#### [AIM OF THE EXERCISE]
Whichever lines of the entries hold the word "below" should be identified and copied.

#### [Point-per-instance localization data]
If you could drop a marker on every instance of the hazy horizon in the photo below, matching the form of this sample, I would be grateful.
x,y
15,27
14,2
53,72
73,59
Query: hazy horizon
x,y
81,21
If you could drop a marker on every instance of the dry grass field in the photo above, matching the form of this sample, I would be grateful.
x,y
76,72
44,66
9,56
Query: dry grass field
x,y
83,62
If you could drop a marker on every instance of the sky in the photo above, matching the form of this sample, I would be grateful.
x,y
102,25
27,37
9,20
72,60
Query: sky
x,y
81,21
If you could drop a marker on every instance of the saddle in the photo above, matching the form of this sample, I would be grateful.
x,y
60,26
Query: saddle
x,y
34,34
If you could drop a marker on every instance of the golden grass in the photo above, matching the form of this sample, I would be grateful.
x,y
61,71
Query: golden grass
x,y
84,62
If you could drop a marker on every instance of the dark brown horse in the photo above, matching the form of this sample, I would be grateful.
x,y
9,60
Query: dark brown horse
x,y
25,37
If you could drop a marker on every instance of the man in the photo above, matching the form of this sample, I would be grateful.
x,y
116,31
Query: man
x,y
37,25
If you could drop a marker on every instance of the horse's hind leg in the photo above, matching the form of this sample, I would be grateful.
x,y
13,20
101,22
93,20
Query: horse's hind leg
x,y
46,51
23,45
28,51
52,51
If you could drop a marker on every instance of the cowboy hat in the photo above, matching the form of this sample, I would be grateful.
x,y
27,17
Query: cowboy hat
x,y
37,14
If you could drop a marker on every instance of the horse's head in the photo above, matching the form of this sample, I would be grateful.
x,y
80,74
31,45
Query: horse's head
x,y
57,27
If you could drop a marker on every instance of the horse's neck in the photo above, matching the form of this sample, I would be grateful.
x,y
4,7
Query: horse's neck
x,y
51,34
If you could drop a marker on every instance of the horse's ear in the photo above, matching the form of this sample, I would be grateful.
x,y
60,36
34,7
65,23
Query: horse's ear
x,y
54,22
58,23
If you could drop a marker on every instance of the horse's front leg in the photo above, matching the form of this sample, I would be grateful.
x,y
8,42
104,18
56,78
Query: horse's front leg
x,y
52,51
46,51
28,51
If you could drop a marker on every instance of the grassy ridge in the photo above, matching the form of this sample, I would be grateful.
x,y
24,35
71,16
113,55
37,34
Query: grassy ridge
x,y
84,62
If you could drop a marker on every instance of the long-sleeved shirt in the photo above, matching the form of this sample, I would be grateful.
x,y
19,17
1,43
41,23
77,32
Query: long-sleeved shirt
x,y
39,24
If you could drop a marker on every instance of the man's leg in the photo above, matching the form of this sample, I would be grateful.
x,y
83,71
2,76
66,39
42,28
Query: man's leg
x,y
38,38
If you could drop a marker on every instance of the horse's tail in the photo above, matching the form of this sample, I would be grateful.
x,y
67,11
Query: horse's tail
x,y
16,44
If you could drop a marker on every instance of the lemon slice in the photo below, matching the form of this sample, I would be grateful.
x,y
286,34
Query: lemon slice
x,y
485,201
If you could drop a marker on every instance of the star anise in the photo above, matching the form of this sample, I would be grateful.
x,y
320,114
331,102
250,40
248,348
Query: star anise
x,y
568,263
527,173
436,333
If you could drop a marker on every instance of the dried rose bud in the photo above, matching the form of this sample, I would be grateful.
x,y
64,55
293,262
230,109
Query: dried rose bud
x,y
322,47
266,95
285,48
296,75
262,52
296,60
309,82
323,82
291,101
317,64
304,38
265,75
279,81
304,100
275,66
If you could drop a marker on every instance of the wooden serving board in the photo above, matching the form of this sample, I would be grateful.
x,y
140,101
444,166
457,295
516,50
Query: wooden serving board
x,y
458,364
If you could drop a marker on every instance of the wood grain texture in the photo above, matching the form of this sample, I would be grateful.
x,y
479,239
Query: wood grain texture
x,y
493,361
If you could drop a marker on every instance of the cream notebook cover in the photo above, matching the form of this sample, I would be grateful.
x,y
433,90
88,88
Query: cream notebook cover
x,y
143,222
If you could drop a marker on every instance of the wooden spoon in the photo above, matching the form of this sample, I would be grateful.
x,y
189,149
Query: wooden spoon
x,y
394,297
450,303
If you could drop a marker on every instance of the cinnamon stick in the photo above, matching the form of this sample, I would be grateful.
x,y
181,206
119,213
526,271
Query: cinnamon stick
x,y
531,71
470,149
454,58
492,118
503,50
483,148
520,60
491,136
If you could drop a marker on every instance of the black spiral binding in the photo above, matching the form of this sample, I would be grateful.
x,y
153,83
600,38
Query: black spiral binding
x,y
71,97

#### [PROBLEM SOLUTION]
If you could drop a marker on every instance of the hazy horizon in the photo below, matching the form of this sample, I would be grateful.
If you could drop a marker on every instance of the lemon slice in the photo below, matching the form of this sample, I would be grateful.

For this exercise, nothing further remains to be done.